### Text

The SEC staff’s comments have often focused on the exclusion of
certain expenses from, or the inclusion of certain gains in, amounts presented
as results of operating activities (i.e., operating income). In addition, the
staff has asked FPIs to present additional line items in the statement of profit
or loss and OCI or provide more details of certain line items in the footnotes
when such presentation is relevant to an understanding of the issuer’s financial
performance.
Paragraphs 82 and 82A of IAS 1 each list line items that an
entity should include, at a minimum, in its statement of profit or loss and OCI.
Disclosure of the results of operating activities as a separate line item in the
statement of profit or loss and OCI is not required; however, an entity that
decides to present the results of operating activities or a similar line item
should refer to paragraph BC56 of IAS 1, which notes that “it would be
misleading and would impair the comparability of financial statements if items
of an operating nature were excluded from the results of operating activities,
even if that had been industry practice.”
In addition, paragraph 85 of IAS 1 requires an entity to present
additional line items, headings, and subtotals on the face of the statement of
comprehensive income “when such presentation is relevant to an understanding of
the entity’s financial performance.” Further, paragraph 97 of IAS 1 requires
that “[w]hen items of income or expense are material, an
entity shall disclose their nature and amount separately” (emphasis added). When
including such line items and subtotals, an entity should consider providing
transparent disclosures that clearly convey the relevance of the items to
financial statement users. In such cases, an entity may amend the description of
the line items and reorder them to explain the particular element of financial
performance.

### Written exercise a
List every paragraph of IAS 1 that the passage cites by number or code.
The passage and the entries that follow it are unrelated.

### Exercise material
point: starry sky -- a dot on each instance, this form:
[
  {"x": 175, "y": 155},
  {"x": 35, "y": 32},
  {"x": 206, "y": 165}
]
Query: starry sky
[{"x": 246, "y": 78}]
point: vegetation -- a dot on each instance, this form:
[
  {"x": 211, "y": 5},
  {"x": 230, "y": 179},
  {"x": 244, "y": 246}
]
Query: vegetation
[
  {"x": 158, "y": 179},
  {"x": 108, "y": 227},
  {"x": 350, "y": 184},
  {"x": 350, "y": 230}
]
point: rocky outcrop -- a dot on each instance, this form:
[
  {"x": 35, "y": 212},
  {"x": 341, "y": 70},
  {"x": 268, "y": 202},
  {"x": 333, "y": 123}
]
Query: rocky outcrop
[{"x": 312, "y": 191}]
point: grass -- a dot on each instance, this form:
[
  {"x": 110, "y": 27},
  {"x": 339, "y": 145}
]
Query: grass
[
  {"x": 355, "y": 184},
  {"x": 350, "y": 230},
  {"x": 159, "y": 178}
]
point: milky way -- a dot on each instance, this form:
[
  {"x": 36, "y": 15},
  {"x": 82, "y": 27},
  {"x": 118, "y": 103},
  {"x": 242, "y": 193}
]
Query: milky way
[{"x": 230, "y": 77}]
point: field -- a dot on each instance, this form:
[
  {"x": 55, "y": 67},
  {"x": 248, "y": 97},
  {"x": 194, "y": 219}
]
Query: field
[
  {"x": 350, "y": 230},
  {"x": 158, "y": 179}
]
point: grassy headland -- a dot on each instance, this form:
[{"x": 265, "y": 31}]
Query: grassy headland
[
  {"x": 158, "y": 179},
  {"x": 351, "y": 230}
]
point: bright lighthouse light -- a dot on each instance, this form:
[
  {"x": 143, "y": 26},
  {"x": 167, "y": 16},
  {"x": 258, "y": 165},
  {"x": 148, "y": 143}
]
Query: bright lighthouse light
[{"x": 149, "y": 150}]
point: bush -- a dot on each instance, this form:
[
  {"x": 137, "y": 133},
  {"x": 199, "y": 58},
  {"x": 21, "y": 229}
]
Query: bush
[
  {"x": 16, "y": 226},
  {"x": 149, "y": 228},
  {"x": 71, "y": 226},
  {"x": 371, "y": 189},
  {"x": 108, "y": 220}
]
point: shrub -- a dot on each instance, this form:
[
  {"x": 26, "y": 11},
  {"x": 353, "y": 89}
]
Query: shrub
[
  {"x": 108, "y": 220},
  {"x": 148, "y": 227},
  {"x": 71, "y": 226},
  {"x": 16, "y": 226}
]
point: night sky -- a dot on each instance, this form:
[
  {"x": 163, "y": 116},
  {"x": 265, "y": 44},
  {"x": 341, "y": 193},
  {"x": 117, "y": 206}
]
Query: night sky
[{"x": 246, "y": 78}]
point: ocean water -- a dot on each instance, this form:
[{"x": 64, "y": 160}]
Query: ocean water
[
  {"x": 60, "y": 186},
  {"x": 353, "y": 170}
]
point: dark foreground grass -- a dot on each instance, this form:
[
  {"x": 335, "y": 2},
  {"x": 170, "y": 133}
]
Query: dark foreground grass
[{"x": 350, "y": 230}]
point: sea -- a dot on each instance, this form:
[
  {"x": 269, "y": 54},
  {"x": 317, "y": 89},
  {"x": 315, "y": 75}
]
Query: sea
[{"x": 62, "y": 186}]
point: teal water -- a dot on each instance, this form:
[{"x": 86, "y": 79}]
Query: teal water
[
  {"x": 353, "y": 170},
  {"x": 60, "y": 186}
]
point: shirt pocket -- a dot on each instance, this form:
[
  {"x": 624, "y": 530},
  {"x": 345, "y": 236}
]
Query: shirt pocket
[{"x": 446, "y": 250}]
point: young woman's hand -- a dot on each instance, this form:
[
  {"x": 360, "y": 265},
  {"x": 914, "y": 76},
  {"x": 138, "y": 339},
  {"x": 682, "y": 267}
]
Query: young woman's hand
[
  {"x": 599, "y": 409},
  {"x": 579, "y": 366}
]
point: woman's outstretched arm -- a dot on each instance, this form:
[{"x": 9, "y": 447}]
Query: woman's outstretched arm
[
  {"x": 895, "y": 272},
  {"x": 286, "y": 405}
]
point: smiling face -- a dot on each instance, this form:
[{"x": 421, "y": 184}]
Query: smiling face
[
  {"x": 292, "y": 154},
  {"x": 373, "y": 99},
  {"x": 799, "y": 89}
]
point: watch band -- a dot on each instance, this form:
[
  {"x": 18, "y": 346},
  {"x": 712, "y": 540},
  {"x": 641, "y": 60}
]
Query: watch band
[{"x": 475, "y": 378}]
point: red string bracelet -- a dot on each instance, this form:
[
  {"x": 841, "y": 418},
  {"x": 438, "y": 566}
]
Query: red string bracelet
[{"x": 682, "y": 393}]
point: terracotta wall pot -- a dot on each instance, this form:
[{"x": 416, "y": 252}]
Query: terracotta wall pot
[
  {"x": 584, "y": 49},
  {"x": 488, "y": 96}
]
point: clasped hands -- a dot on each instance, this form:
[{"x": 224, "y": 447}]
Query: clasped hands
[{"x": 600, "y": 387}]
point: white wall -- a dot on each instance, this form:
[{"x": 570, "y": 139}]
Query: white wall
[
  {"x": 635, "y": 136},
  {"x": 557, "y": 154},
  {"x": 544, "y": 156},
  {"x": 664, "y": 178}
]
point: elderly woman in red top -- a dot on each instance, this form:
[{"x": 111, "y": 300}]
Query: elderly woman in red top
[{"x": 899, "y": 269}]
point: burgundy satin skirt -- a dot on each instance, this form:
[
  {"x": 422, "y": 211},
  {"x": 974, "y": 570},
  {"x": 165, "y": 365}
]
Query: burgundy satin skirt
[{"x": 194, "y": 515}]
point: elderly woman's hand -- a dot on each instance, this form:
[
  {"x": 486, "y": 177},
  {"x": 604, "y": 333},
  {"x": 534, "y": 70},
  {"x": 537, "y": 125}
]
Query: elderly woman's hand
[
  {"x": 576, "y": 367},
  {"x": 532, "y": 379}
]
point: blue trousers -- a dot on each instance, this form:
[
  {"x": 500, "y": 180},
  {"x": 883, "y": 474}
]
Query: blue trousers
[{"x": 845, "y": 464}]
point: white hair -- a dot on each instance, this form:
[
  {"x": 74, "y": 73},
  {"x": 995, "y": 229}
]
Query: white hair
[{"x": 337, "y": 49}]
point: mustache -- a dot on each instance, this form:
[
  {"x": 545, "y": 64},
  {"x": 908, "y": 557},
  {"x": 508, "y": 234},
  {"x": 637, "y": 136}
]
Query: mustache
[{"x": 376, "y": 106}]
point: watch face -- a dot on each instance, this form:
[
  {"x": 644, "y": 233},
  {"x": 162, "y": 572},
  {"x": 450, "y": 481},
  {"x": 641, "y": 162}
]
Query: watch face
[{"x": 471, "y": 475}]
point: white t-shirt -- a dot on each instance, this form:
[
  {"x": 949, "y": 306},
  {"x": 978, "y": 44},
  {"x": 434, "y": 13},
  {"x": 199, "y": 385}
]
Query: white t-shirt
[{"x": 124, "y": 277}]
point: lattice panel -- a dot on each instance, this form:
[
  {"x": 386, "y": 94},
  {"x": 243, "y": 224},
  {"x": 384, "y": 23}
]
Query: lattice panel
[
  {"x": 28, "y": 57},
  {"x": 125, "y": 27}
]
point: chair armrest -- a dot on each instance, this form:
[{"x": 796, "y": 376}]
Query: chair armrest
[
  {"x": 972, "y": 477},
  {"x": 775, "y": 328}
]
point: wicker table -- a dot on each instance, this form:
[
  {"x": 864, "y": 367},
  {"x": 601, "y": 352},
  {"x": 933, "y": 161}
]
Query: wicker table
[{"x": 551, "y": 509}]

### Written exercise b
Reproduce the entries verbatim, starting at the line that contains "point: lattice panel" and continuing through the final line of the entries, both ends included.

### Correct result a
82, 82A, BC56, 85, 97

### Correct result b
point: lattice panel -- a dot on each instance, this form:
[
  {"x": 386, "y": 94},
  {"x": 243, "y": 224},
  {"x": 384, "y": 23}
]
Query: lattice panel
[
  {"x": 28, "y": 57},
  {"x": 125, "y": 27}
]
point: chair armrest -- a dot on each instance, this form:
[{"x": 796, "y": 376}]
Query: chair armrest
[
  {"x": 972, "y": 477},
  {"x": 775, "y": 328}
]
point: wicker table -- a dot on each instance, this form:
[
  {"x": 864, "y": 367},
  {"x": 601, "y": 352},
  {"x": 933, "y": 161}
]
Query: wicker table
[{"x": 551, "y": 509}]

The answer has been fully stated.